Dataset entries:
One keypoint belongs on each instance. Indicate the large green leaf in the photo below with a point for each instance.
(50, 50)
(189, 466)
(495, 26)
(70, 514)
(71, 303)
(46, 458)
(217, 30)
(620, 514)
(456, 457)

### Short problem
Can you arrange the material as a two-column CSV with the columns "prompt" and "answer", one row per request, putting its text and its answer each in a single quoted field and turning any line breaks into spaces?

### Task response
prompt,answer
"One keypoint belongs on each instance. Indicate the large green leaf in the photo below with a point for each instance.","(50, 50) (189, 466) (495, 26) (70, 514) (71, 303) (46, 458) (217, 30) (620, 514) (456, 457)"